____ Data records
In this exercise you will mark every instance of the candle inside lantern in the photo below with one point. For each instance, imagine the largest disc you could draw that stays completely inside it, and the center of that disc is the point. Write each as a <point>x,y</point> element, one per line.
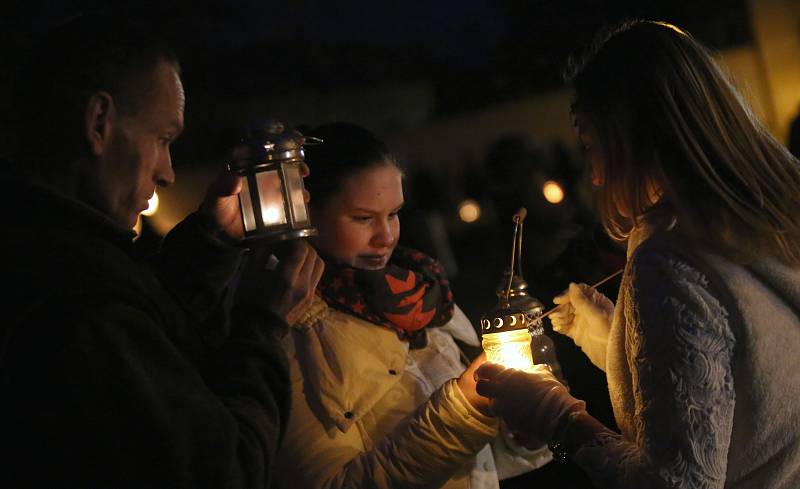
<point>511,349</point>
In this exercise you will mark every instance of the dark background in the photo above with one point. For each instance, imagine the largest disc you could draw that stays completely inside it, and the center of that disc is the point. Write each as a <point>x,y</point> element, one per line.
<point>474,53</point>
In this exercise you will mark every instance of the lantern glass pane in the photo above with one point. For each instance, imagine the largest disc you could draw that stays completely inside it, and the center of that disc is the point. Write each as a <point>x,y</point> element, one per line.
<point>270,193</point>
<point>294,185</point>
<point>246,204</point>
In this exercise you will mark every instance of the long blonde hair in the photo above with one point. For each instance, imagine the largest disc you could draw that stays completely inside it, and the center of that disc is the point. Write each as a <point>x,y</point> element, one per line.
<point>664,111</point>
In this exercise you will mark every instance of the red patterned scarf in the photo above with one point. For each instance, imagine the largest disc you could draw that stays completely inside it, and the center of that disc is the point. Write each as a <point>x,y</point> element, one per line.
<point>408,295</point>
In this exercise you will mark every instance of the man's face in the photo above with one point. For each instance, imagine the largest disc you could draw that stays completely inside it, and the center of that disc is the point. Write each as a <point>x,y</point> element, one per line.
<point>137,157</point>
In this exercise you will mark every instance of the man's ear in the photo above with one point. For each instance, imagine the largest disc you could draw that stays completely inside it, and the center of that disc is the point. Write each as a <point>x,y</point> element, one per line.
<point>98,121</point>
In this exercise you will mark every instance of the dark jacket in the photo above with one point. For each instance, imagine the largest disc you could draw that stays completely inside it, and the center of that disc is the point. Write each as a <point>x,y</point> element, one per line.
<point>114,373</point>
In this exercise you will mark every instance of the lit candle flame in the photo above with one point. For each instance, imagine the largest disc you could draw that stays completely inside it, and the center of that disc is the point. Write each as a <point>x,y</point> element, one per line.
<point>469,211</point>
<point>553,192</point>
<point>152,205</point>
<point>511,349</point>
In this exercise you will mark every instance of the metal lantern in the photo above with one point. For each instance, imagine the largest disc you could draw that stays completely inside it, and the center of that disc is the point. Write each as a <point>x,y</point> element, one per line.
<point>513,333</point>
<point>542,346</point>
<point>506,339</point>
<point>505,335</point>
<point>272,198</point>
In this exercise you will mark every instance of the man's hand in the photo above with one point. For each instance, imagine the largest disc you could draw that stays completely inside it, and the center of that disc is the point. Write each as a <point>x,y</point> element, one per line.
<point>283,282</point>
<point>298,273</point>
<point>219,212</point>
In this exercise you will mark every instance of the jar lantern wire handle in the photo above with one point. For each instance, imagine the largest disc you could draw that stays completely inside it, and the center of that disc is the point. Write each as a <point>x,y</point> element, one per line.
<point>516,250</point>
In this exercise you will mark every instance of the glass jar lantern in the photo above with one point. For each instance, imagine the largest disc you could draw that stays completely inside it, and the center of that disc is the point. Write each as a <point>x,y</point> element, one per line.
<point>506,338</point>
<point>272,200</point>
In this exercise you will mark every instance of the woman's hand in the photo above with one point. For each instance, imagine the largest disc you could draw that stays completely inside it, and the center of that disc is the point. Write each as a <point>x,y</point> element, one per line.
<point>467,381</point>
<point>533,404</point>
<point>585,316</point>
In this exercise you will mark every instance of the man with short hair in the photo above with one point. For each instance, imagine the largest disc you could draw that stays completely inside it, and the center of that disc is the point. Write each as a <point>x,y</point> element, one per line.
<point>116,373</point>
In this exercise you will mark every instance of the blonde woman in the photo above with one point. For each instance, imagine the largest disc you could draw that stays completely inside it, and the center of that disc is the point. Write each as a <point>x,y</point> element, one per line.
<point>700,350</point>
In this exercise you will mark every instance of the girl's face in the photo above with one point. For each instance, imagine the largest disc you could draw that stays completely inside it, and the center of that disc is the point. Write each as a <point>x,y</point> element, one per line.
<point>359,225</point>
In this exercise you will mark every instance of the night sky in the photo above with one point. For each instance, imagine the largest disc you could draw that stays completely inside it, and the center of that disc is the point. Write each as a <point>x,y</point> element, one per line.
<point>475,52</point>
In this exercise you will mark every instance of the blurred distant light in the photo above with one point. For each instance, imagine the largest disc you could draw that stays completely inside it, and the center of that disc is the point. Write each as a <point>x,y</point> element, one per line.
<point>469,210</point>
<point>553,192</point>
<point>152,205</point>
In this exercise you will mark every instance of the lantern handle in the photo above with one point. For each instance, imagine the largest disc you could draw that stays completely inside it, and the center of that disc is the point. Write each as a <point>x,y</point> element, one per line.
<point>516,249</point>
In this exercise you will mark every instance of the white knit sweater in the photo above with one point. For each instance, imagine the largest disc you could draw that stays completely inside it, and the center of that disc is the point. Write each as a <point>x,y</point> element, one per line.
<point>703,367</point>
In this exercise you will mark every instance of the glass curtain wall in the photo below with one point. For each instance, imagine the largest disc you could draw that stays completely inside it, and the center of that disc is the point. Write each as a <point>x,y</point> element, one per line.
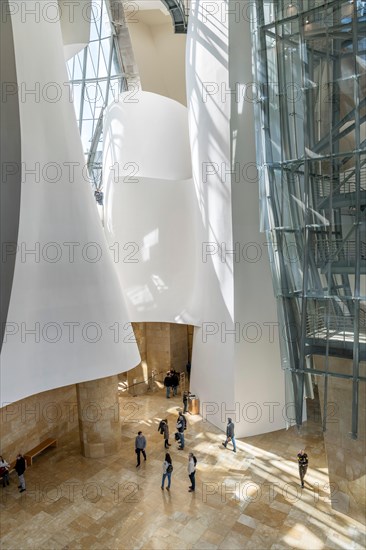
<point>310,63</point>
<point>97,77</point>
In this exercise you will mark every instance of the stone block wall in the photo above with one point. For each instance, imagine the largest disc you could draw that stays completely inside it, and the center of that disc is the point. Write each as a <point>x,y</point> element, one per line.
<point>26,423</point>
<point>162,346</point>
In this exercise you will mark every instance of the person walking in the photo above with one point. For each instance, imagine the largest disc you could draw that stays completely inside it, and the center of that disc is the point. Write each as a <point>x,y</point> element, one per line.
<point>4,471</point>
<point>186,395</point>
<point>168,384</point>
<point>188,369</point>
<point>180,430</point>
<point>20,467</point>
<point>192,461</point>
<point>175,382</point>
<point>303,461</point>
<point>230,435</point>
<point>167,471</point>
<point>140,446</point>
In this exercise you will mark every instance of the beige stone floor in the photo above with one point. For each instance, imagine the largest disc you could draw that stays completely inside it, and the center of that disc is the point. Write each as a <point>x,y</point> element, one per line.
<point>250,499</point>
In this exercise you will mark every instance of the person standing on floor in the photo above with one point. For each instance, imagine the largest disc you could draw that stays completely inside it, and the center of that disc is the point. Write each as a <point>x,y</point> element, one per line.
<point>166,433</point>
<point>168,384</point>
<point>167,471</point>
<point>175,382</point>
<point>140,446</point>
<point>303,461</point>
<point>186,395</point>
<point>230,435</point>
<point>180,430</point>
<point>192,461</point>
<point>188,369</point>
<point>20,467</point>
<point>4,471</point>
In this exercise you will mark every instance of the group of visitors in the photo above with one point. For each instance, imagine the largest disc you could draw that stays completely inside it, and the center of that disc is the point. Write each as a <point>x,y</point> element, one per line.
<point>20,467</point>
<point>171,382</point>
<point>163,428</point>
<point>168,470</point>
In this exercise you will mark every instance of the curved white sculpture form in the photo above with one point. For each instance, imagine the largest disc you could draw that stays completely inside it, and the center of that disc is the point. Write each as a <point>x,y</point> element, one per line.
<point>150,207</point>
<point>67,321</point>
<point>76,18</point>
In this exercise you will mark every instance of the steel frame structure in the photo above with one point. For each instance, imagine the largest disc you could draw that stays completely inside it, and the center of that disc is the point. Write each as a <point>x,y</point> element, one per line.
<point>311,111</point>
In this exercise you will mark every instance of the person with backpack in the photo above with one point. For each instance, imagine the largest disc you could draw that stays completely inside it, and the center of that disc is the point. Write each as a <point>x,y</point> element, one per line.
<point>180,430</point>
<point>230,436</point>
<point>175,382</point>
<point>192,461</point>
<point>20,467</point>
<point>140,446</point>
<point>167,471</point>
<point>166,434</point>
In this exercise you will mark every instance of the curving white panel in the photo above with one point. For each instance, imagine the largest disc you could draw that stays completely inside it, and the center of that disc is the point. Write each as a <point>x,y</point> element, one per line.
<point>236,363</point>
<point>150,221</point>
<point>67,321</point>
<point>75,18</point>
<point>147,135</point>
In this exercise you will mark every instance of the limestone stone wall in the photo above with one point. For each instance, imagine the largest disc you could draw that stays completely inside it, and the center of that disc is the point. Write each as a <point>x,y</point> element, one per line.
<point>162,346</point>
<point>346,456</point>
<point>26,423</point>
<point>137,377</point>
<point>178,347</point>
<point>99,418</point>
<point>190,330</point>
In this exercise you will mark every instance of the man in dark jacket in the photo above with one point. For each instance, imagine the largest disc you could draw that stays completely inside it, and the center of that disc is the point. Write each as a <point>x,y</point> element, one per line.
<point>140,446</point>
<point>180,431</point>
<point>20,467</point>
<point>303,461</point>
<point>230,436</point>
<point>168,384</point>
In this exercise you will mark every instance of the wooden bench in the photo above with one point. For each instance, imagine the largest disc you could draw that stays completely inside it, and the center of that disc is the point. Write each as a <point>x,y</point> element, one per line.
<point>41,447</point>
<point>11,468</point>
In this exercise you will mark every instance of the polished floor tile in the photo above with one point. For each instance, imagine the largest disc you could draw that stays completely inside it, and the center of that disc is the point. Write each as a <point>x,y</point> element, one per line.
<point>251,499</point>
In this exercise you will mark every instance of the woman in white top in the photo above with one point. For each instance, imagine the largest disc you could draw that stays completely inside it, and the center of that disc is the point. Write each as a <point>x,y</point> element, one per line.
<point>167,471</point>
<point>192,461</point>
<point>4,471</point>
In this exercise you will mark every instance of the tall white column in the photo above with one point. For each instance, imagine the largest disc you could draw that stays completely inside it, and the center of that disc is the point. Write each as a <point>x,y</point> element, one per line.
<point>236,362</point>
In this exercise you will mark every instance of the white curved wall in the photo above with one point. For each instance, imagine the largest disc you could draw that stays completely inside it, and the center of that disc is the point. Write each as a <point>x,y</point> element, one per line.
<point>150,207</point>
<point>75,18</point>
<point>67,292</point>
<point>236,363</point>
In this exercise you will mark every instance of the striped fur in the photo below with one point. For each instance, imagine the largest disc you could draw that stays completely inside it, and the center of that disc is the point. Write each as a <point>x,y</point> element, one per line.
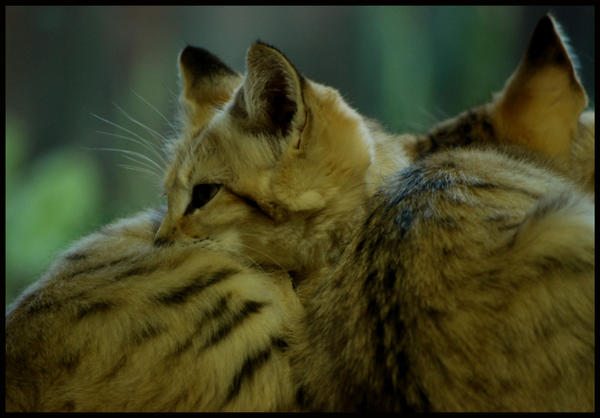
<point>469,285</point>
<point>141,328</point>
<point>447,271</point>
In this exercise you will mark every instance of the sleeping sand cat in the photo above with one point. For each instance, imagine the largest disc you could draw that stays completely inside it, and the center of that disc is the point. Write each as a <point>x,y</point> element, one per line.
<point>281,175</point>
<point>470,284</point>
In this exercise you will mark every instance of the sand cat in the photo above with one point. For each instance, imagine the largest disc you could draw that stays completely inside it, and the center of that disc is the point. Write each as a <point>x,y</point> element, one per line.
<point>276,173</point>
<point>118,324</point>
<point>469,285</point>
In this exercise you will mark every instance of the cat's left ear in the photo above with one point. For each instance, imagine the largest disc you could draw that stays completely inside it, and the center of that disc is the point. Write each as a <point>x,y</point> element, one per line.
<point>541,102</point>
<point>206,84</point>
<point>271,98</point>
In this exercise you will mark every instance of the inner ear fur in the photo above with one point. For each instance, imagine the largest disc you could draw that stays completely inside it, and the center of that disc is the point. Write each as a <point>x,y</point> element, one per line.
<point>541,102</point>
<point>206,84</point>
<point>271,98</point>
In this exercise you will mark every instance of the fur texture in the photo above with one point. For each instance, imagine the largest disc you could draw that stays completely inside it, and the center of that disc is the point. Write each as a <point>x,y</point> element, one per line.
<point>470,283</point>
<point>447,271</point>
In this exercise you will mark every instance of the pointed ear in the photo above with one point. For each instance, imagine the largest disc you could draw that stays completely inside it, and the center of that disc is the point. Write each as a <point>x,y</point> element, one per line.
<point>206,83</point>
<point>271,99</point>
<point>543,99</point>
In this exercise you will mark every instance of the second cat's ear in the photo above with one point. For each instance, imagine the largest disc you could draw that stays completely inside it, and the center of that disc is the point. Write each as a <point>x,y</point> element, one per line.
<point>271,98</point>
<point>541,102</point>
<point>206,84</point>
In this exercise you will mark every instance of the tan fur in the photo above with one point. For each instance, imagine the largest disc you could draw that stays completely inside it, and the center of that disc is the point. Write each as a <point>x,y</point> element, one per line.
<point>99,333</point>
<point>469,285</point>
<point>361,219</point>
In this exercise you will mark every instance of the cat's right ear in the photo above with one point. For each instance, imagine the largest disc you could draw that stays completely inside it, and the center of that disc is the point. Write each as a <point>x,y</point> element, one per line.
<point>206,84</point>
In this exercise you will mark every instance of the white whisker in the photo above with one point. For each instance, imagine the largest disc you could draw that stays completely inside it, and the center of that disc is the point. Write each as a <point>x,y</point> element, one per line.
<point>132,133</point>
<point>140,169</point>
<point>129,152</point>
<point>132,119</point>
<point>134,140</point>
<point>153,108</point>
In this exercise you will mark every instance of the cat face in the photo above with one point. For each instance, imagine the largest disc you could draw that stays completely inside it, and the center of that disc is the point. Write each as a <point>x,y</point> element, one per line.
<point>274,172</point>
<point>276,167</point>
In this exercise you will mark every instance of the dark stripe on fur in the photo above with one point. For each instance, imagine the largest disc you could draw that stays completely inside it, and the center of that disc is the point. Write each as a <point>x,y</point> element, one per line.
<point>145,333</point>
<point>93,308</point>
<point>182,294</point>
<point>249,308</point>
<point>69,361</point>
<point>219,309</point>
<point>279,343</point>
<point>75,256</point>
<point>119,365</point>
<point>250,366</point>
<point>97,267</point>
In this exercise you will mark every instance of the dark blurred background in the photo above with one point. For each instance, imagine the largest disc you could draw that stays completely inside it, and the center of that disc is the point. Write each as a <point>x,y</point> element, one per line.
<point>406,66</point>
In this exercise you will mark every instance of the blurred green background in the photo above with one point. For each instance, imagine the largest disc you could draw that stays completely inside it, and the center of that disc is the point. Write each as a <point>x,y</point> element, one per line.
<point>406,66</point>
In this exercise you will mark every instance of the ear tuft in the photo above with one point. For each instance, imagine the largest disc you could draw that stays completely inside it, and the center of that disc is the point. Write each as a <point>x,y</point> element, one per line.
<point>272,90</point>
<point>543,99</point>
<point>546,46</point>
<point>197,63</point>
<point>206,83</point>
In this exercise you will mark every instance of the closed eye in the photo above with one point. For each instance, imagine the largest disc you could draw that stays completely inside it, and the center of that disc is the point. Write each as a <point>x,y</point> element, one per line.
<point>201,195</point>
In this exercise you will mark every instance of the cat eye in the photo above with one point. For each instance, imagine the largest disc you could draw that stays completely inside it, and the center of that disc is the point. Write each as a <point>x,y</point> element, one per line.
<point>201,195</point>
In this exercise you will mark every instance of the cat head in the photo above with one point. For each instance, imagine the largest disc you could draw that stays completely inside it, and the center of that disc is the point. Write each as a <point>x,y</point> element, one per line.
<point>270,163</point>
<point>538,109</point>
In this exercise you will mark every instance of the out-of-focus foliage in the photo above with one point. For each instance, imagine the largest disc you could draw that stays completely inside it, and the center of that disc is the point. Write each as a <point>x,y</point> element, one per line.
<point>65,184</point>
<point>405,66</point>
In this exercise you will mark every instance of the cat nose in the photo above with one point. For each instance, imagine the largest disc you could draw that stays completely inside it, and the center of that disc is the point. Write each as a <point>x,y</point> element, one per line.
<point>164,235</point>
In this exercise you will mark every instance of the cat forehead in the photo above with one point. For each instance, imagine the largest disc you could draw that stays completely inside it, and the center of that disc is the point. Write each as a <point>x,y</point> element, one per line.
<point>221,151</point>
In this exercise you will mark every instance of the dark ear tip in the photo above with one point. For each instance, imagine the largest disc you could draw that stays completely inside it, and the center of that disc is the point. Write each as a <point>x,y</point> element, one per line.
<point>545,45</point>
<point>200,62</point>
<point>545,25</point>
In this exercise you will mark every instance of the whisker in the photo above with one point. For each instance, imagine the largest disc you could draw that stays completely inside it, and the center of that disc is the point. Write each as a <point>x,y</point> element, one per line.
<point>139,169</point>
<point>142,163</point>
<point>153,108</point>
<point>129,152</point>
<point>126,130</point>
<point>144,144</point>
<point>132,119</point>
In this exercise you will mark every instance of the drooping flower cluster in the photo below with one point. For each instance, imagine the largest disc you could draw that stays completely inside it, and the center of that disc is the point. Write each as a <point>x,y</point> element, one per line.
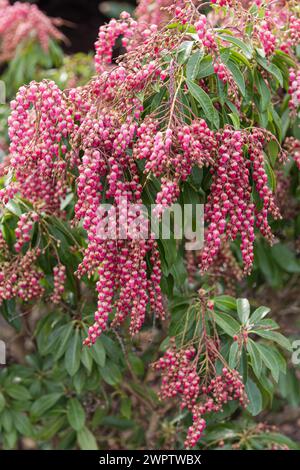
<point>180,378</point>
<point>223,388</point>
<point>172,155</point>
<point>226,269</point>
<point>294,90</point>
<point>59,279</point>
<point>230,211</point>
<point>119,259</point>
<point>24,228</point>
<point>21,278</point>
<point>40,120</point>
<point>131,32</point>
<point>22,21</point>
<point>292,146</point>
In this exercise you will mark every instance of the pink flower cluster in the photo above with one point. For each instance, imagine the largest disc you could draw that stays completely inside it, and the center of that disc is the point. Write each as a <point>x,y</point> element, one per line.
<point>181,378</point>
<point>205,34</point>
<point>172,154</point>
<point>40,120</point>
<point>22,21</point>
<point>292,145</point>
<point>223,388</point>
<point>229,210</point>
<point>123,284</point>
<point>130,30</point>
<point>294,90</point>
<point>24,228</point>
<point>59,279</point>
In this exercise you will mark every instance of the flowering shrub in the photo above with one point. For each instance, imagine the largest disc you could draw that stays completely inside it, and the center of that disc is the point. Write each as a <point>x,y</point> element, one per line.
<point>192,112</point>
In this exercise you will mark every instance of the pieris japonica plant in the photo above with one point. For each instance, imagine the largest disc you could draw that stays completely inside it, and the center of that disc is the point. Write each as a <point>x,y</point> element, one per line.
<point>201,108</point>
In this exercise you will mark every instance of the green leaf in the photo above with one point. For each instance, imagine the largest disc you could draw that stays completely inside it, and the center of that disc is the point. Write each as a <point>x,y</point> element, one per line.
<point>247,49</point>
<point>18,392</point>
<point>184,51</point>
<point>228,324</point>
<point>269,359</point>
<point>255,399</point>
<point>259,313</point>
<point>75,414</point>
<point>52,428</point>
<point>243,309</point>
<point>256,361</point>
<point>226,303</point>
<point>97,352</point>
<point>64,338</point>
<point>126,407</point>
<point>206,68</point>
<point>276,337</point>
<point>203,99</point>
<point>111,373</point>
<point>44,403</point>
<point>72,357</point>
<point>86,440</point>
<point>237,76</point>
<point>136,364</point>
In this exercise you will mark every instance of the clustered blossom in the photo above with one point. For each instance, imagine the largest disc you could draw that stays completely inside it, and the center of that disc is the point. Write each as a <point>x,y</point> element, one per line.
<point>205,34</point>
<point>102,132</point>
<point>40,120</point>
<point>130,30</point>
<point>294,90</point>
<point>123,285</point>
<point>229,209</point>
<point>21,278</point>
<point>172,154</point>
<point>24,227</point>
<point>266,38</point>
<point>226,269</point>
<point>180,378</point>
<point>292,146</point>
<point>59,279</point>
<point>22,21</point>
<point>223,388</point>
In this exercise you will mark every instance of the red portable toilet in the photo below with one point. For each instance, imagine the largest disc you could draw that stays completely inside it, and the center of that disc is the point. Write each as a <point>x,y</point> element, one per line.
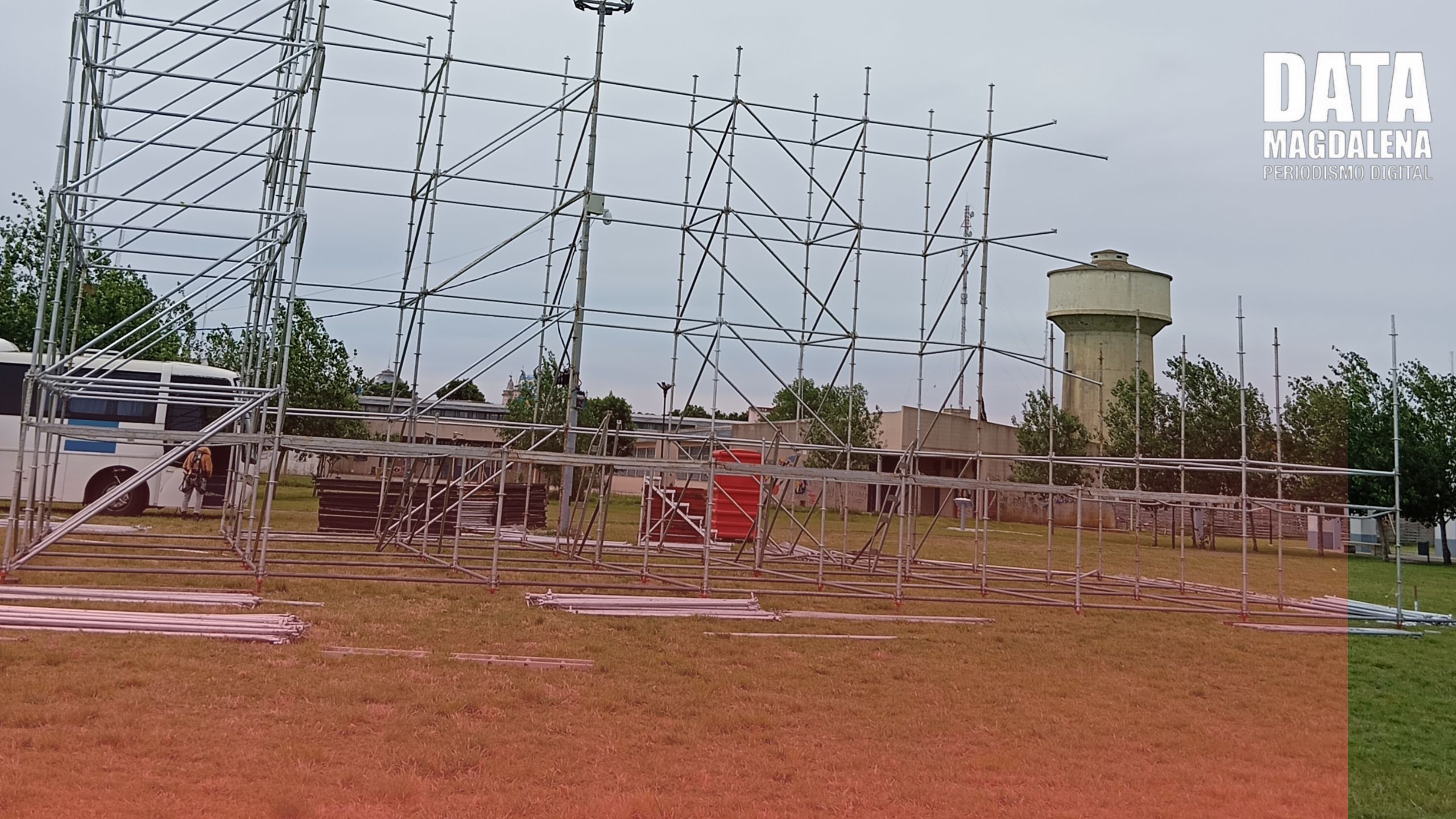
________
Rewrite the lines from the start of the records through the line that contains "<point>474,53</point>", changing "disc" to "circle" and keeping everything else the same. Leave out the picture.

In this exercise you will mark every instance of the candle inside lantern in the photo below with one point. For each instance, imagine the largest circle you could draw that stays completely inside it, and the center of that circle is the point. Write each as a <point>x,y</point> element, one per line.
<point>511,349</point>
In this exercise you will mark every instance of the dark background in the photo above with one point. For each instance, imagine the largest circle you could draw that stays completely inside it, and the center of that circle is the point. Write each as a <point>x,y</point> element, one per line.
<point>474,53</point>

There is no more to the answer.